### WORK REQUIRED
Identify each line in the records below that contains the string "sock" and copy every such line. The match is case-sensitive.

Items stored from a collection:
[start]

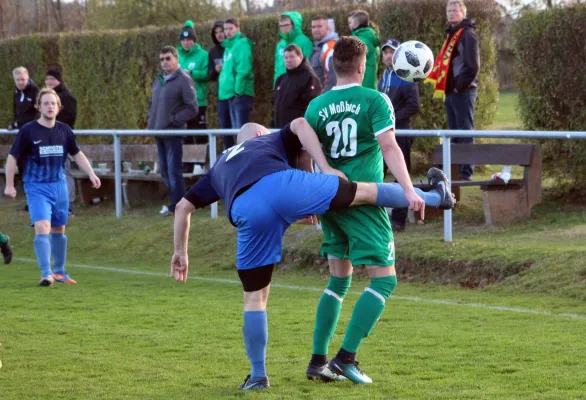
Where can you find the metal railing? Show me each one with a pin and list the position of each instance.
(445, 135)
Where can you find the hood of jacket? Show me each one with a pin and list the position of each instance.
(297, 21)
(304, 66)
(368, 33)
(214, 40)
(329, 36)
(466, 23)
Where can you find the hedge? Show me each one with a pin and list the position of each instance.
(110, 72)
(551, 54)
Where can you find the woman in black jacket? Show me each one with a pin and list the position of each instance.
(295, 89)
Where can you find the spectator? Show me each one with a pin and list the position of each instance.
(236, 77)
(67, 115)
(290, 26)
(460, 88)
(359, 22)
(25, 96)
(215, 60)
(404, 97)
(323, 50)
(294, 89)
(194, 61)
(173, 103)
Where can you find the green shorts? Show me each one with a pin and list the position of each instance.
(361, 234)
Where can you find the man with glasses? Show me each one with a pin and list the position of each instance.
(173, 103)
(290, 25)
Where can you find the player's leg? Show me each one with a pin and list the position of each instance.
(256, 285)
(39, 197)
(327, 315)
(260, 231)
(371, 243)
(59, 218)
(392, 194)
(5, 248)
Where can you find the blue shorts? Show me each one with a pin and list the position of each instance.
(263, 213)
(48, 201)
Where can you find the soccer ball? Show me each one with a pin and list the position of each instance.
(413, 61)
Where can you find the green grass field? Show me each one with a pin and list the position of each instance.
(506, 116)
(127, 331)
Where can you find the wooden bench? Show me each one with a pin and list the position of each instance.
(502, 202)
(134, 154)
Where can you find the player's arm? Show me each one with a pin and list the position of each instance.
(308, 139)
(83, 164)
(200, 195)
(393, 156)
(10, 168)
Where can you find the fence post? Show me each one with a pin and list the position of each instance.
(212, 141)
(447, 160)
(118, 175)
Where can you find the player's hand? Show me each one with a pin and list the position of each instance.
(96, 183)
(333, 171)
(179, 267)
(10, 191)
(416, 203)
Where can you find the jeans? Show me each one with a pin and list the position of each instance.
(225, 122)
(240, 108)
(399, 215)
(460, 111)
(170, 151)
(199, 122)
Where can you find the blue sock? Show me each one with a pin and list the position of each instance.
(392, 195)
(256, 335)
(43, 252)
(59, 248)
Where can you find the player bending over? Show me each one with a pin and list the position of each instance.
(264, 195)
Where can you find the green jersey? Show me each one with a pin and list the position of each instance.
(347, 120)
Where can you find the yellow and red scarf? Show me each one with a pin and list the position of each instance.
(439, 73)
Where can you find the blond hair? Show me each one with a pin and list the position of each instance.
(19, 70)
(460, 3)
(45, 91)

[end]
[start]

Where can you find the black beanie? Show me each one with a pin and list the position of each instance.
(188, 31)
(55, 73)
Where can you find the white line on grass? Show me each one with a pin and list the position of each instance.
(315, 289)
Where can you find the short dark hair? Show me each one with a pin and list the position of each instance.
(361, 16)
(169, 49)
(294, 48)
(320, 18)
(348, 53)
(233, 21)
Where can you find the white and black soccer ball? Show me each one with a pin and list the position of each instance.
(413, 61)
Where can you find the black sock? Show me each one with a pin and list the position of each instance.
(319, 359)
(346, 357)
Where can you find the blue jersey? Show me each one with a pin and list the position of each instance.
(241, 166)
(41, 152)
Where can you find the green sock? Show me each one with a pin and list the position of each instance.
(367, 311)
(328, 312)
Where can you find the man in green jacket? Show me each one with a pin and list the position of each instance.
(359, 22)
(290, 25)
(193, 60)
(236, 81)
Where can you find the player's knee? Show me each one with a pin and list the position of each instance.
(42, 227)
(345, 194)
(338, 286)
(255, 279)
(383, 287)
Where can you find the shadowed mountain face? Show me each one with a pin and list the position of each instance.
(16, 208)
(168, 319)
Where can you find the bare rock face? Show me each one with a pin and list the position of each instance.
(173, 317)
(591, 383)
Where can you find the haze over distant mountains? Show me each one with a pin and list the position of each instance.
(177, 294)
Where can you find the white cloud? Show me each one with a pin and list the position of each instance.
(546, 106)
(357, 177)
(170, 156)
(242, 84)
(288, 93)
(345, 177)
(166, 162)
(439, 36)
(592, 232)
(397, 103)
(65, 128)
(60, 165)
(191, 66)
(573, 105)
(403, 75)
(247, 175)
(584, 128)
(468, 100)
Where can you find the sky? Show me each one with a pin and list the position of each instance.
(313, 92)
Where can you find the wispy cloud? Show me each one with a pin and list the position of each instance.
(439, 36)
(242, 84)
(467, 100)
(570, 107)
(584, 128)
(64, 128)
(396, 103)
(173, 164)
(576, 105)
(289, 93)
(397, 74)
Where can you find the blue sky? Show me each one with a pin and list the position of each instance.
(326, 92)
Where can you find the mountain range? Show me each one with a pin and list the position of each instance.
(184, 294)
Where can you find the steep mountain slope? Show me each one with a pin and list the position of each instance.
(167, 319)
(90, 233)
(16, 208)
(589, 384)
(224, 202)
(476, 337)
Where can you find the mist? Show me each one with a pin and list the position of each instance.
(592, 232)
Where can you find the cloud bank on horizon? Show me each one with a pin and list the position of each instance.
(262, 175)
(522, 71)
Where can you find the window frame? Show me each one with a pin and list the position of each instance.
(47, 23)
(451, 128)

[end]

### ANSWER
Where can you find the blue sock? Show me each one with a pin and list the position of each instance.
Where can you find the black sock? Show me each one with a pin and list the position of each instance.
Where can you find the green sock? Show me each one with a pin and list the position of each instance.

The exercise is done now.